▶ _Exercise brief_:
Pull out every line of the records that contains the string "segment".

[Outline annotation records]
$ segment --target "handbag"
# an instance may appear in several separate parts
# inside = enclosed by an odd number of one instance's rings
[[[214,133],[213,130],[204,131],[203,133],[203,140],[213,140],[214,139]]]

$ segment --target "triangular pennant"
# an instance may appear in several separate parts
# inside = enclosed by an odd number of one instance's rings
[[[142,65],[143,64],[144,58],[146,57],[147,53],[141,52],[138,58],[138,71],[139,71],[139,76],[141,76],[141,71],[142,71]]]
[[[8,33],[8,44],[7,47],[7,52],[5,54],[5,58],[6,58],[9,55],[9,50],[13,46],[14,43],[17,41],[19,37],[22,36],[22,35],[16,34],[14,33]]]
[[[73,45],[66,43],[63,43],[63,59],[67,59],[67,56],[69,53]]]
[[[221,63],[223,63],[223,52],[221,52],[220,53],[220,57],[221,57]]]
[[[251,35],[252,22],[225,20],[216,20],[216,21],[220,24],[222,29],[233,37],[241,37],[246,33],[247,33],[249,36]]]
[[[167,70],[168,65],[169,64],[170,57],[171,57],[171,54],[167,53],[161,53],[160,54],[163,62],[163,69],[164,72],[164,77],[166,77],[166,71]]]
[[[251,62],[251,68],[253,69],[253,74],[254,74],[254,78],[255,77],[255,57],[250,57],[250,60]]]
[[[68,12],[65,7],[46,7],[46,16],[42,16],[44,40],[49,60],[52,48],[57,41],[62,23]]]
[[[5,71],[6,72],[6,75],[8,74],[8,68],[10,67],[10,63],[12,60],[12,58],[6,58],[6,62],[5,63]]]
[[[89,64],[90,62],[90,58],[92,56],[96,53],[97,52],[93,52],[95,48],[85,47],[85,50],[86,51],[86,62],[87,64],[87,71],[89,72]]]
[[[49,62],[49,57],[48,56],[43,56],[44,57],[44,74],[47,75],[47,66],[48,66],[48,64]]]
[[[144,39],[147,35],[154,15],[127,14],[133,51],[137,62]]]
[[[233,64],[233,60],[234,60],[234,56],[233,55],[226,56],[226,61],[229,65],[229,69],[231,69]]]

--

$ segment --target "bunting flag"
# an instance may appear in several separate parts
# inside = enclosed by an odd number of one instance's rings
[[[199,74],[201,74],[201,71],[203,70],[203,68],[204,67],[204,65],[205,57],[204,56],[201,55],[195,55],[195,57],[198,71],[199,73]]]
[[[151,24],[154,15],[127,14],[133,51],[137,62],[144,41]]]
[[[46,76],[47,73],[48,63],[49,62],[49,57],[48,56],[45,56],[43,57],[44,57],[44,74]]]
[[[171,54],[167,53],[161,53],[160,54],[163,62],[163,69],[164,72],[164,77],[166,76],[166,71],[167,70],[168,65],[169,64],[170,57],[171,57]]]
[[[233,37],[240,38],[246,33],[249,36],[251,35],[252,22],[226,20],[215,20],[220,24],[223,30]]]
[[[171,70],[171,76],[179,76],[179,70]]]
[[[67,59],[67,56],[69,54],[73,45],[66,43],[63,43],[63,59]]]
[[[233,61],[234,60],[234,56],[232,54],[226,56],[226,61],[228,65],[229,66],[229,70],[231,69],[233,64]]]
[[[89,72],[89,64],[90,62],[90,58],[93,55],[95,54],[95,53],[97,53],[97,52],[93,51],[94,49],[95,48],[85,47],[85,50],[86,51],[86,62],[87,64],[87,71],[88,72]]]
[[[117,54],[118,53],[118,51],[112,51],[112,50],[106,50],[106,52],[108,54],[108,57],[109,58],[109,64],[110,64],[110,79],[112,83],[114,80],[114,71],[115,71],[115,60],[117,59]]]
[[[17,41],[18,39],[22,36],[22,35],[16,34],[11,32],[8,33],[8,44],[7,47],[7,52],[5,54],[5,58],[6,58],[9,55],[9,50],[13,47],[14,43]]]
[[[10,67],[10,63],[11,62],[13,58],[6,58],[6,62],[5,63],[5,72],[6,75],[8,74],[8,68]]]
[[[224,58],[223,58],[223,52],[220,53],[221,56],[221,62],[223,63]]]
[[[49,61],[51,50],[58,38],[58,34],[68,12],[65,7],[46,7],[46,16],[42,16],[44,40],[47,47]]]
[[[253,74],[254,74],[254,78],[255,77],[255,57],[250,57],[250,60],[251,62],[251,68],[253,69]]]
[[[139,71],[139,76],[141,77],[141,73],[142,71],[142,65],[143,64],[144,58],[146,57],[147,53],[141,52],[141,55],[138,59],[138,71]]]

▶ _Result of the exercise_:
$ segment --target "handbag"
$ segment --target "triangular pennant"
$ segment --target "bunting flag"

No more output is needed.